▸ Task
In the listing below, locate the line containing "of the white"; reproduce that line and all lines that follow it, unchanged.

▸ Records for this task
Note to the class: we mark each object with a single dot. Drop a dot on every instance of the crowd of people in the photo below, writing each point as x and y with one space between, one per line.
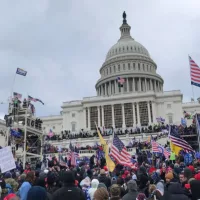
160 178
67 134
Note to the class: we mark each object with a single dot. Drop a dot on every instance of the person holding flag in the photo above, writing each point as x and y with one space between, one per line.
110 164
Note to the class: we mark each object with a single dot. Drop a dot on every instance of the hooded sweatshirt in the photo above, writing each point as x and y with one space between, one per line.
132 191
94 185
176 192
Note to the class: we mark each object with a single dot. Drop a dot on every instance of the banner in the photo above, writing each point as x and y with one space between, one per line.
7 162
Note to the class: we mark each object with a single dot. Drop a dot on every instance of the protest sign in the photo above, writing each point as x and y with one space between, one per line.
7 162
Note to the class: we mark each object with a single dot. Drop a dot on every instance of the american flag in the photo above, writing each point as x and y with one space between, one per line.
15 94
160 120
120 81
178 141
194 73
62 161
73 154
119 152
157 148
35 100
50 134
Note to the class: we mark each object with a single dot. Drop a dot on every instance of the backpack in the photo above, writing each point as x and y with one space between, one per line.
9 188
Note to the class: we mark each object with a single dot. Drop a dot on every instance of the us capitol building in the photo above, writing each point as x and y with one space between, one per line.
138 103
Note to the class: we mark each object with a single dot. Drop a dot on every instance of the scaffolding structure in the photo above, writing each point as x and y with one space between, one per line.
30 142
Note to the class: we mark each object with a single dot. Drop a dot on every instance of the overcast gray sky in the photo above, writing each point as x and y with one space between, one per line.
63 43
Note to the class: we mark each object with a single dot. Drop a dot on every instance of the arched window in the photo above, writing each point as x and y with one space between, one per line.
129 66
118 67
73 125
133 66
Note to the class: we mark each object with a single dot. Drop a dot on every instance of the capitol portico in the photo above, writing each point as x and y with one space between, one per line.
138 103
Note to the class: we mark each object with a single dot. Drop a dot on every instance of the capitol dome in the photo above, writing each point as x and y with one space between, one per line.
130 61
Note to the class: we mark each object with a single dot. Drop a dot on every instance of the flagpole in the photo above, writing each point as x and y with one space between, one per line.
13 84
193 92
191 79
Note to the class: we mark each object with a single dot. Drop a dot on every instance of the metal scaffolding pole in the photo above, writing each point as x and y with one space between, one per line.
25 137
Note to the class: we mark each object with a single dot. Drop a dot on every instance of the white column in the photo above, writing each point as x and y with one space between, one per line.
84 118
127 85
106 93
149 112
98 109
89 126
110 89
133 84
138 114
154 112
139 85
113 117
122 90
155 89
134 120
123 117
151 84
145 83
102 111
116 87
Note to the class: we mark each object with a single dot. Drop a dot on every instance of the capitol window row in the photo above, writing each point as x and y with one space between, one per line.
127 49
128 66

▸ Solved problem
Note to the class: we mark each object with a single dot. Drop a dot on every instance of the white column in the photo above, writing each point as x and y with one space between, one per line.
84 118
127 85
106 93
149 112
98 109
89 126
110 89
133 84
138 114
154 112
139 85
113 117
122 90
155 89
134 120
123 117
151 84
145 83
102 111
116 87
Note to the class: we mark each object with a single dot. Drop a dot on every instance of the capitol window row in the photo above, writing each point as x and y with one space between, one per line.
127 49
128 66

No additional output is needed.